_EXCERPT TO READ_
========================

Genetic Identity can be Inferred via Internet Search

Researchers at MIT have discovered that the identity of a person donating their DNA sequence anonymously for research purposes may be revealed using only information that is publicly available on the Internet, according to a new paper published in Science. By cross-referencing genome sequencing data that is posted online with public genealogy data, the identity of an anonymous DNA donor may be found. Previously, participants in DNA sequencing projects had been alerted to the fact that their anonymity would not be guaranteed, but that the risk of identification was minimal. This finding, however, marks the end of genomic anonymity.

In 2005, the Washington Post reported on a teenage boy who managed to track down his biological father, a sperm-donor, by submitting his own DNA to an online genealogy service. The service searched their sequence databases for males that shared repeat sequences of the boy’s Y-chromosome, finding weak matches to two men with the same surname. This information, coupled with the father’s place and date of birth, information which had been given to the mother, allowed the boy to find his biological father. Researcher Yaniv Erlich and his team heard about this story and instantly realized the threat to the privacy of genome donors.

========================

_COLLECTED MATERIAL_
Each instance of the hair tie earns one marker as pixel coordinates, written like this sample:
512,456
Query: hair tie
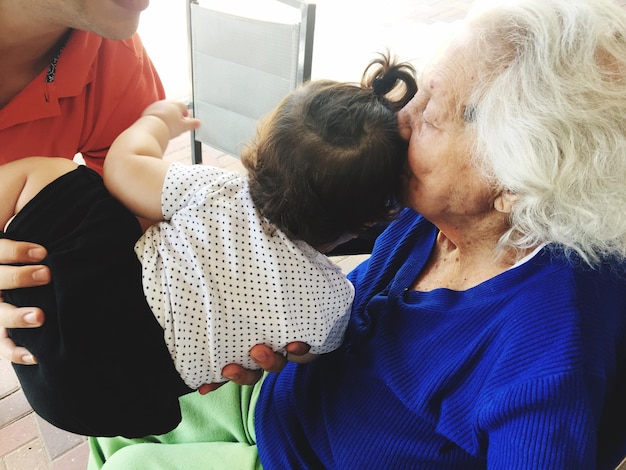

========================

_TASK INSTRUCTIONS_
Continue the article on identifying anonymous DNA donors through Internet searches, starting after its last sentence.

_THE ANSWER_
His team duplicated the methodology in question, performing online genealogy searches on Y-chromosome short tandem repeats (STRs) retrieved from whole genome sequences. They found that such searches revealed not only strong correlations between the genome and potential surnames, but also other information about patrilineage, including geography, and detailed pedigree. Surnames, however, are a weak identifier, so the team cross-referenced the revealed information with other data like age and state of residence, and even other sources like online obituary information, which all greatly increased the chances of correct identification. The entire process was done with publicly available information. There were no private databases used. While they only identified 5 donors, they also revealed the identities of 50 individuals in total through the pedigrees of those donors. Erlich estimates that there’s a less than one in a million chance that their methodology was so effective on chance alone.

The privacy concerns raised by this experiment are not restricted to genetic donors. As shown by the case that spawned this research, private citizens can do their own genetic searches with the right information, and while the Genetic Information Nondiscrimination Act prohibits employers and health insurance companies in the United States from discriminating on the basis of genetic information, there is no way to track such public searches, and the mere threat of such a breach in anonymity may be enough to dissuade people from volunteering for genomic research projects.

The full implications of the kind of freedom of information afforded by the Internet on biometric identification and anonymity have yet to be seen, but this research offers a glimpse into where we may be headed.